▶ _DONNÉES ENREGISTRÉES_:
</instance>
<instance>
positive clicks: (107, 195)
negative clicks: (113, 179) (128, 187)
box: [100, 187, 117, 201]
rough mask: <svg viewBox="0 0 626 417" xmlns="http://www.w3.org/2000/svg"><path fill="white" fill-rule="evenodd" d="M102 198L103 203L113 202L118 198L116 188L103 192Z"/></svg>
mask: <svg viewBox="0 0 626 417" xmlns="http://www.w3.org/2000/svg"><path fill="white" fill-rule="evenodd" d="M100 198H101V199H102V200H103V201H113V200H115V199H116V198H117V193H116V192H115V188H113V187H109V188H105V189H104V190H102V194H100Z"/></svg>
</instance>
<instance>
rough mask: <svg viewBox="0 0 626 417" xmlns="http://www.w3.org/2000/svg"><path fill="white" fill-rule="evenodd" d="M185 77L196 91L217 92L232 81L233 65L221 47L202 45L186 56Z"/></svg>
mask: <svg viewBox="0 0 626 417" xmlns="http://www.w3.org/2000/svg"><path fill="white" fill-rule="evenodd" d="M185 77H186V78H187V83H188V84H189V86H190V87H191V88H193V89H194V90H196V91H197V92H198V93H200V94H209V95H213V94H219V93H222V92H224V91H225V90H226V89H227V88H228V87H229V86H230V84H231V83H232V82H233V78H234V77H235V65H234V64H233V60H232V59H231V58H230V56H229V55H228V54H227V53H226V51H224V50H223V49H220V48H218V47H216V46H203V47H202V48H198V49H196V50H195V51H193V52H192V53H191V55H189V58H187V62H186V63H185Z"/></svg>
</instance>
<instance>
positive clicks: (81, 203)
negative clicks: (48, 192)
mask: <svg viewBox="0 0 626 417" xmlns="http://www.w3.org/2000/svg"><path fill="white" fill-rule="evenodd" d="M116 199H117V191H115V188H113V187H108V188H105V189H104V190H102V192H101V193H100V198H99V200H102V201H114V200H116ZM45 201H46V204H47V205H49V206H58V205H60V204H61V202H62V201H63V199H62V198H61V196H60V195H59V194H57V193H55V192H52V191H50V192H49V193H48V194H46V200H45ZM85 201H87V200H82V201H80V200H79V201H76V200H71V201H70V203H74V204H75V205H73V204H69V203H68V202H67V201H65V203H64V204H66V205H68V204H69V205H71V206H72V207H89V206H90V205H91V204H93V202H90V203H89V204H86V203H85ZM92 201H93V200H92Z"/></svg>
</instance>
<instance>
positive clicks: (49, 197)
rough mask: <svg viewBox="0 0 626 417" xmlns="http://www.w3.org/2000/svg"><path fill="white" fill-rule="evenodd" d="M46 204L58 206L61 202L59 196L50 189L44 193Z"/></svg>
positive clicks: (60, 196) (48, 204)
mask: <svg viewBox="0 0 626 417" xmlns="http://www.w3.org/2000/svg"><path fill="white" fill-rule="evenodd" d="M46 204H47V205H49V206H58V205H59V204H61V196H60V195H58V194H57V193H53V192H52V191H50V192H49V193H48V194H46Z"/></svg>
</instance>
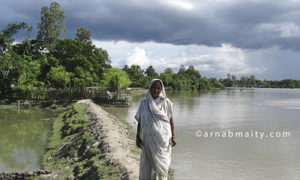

▶ _CONSIGNE_:
Remplacez « rough mask » par « coarse mask » dans toutes les données ci-dessus et redonnez-les sans aucun autre changement, en omettant les images, s'il vous plaît.

▶ _VOTRE RÉPONSE_:
</instance>
<instance>
positive clicks: (107, 195)
negative clicks: (113, 179) (128, 187)
box: [100, 187, 117, 201]
coarse mask: <svg viewBox="0 0 626 417" xmlns="http://www.w3.org/2000/svg"><path fill="white" fill-rule="evenodd" d="M102 198L103 203L113 202L118 198L116 188L103 192Z"/></svg>
mask: <svg viewBox="0 0 626 417" xmlns="http://www.w3.org/2000/svg"><path fill="white" fill-rule="evenodd" d="M100 198H101V199H102V200H103V201H113V200H115V199H116V198H117V193H116V192H115V188H113V187H109V188H105V189H104V190H102V194H100Z"/></svg>
</instance>
<instance>
coarse mask: <svg viewBox="0 0 626 417" xmlns="http://www.w3.org/2000/svg"><path fill="white" fill-rule="evenodd" d="M185 77L196 91L217 92L232 81L233 65L221 47L202 45L186 56Z"/></svg>
mask: <svg viewBox="0 0 626 417" xmlns="http://www.w3.org/2000/svg"><path fill="white" fill-rule="evenodd" d="M185 77H186V78H187V83H188V84H189V86H190V87H191V88H193V89H194V90H196V91H197V92H198V93H200V94H209V95H213V94H219V93H222V92H224V91H225V90H226V89H227V88H228V87H229V86H230V84H231V83H232V82H233V78H234V77H235V65H234V64H233V60H232V59H231V58H230V56H229V55H228V54H227V53H226V51H224V50H223V49H220V48H218V47H216V46H203V47H202V48H198V49H196V50H195V51H193V52H192V53H191V55H189V58H187V62H186V63H185Z"/></svg>
</instance>
<instance>
positive clicks: (81, 203)
negative clicks: (48, 192)
mask: <svg viewBox="0 0 626 417" xmlns="http://www.w3.org/2000/svg"><path fill="white" fill-rule="evenodd" d="M116 199H117V191H115V188H113V187H108V188H105V189H104V190H102V192H101V193H100V198H99V200H102V201H114V200H116ZM45 201H46V204H47V205H49V206H58V205H60V204H61V202H62V201H63V199H62V198H61V196H60V195H59V194H57V193H55V192H52V191H50V192H49V193H48V194H46V200H45ZM85 201H87V200H82V201H80V200H79V201H76V200H71V201H70V203H74V204H75V205H73V204H69V203H68V202H67V201H65V203H64V204H66V205H68V204H69V205H71V206H72V207H89V206H90V205H91V204H93V202H90V203H89V204H86V203H85ZM92 201H93V200H92Z"/></svg>
</instance>
<instance>
positive clicks: (49, 197)
coarse mask: <svg viewBox="0 0 626 417" xmlns="http://www.w3.org/2000/svg"><path fill="white" fill-rule="evenodd" d="M46 204L58 206L61 202L59 196L50 189L44 193Z"/></svg>
positive clicks: (60, 196) (48, 204)
mask: <svg viewBox="0 0 626 417" xmlns="http://www.w3.org/2000/svg"><path fill="white" fill-rule="evenodd" d="M46 204H47V205H49V206H58V205H59V204H61V196H60V195H58V194H57V193H53V192H52V191H50V192H49V193H48V194H46Z"/></svg>
</instance>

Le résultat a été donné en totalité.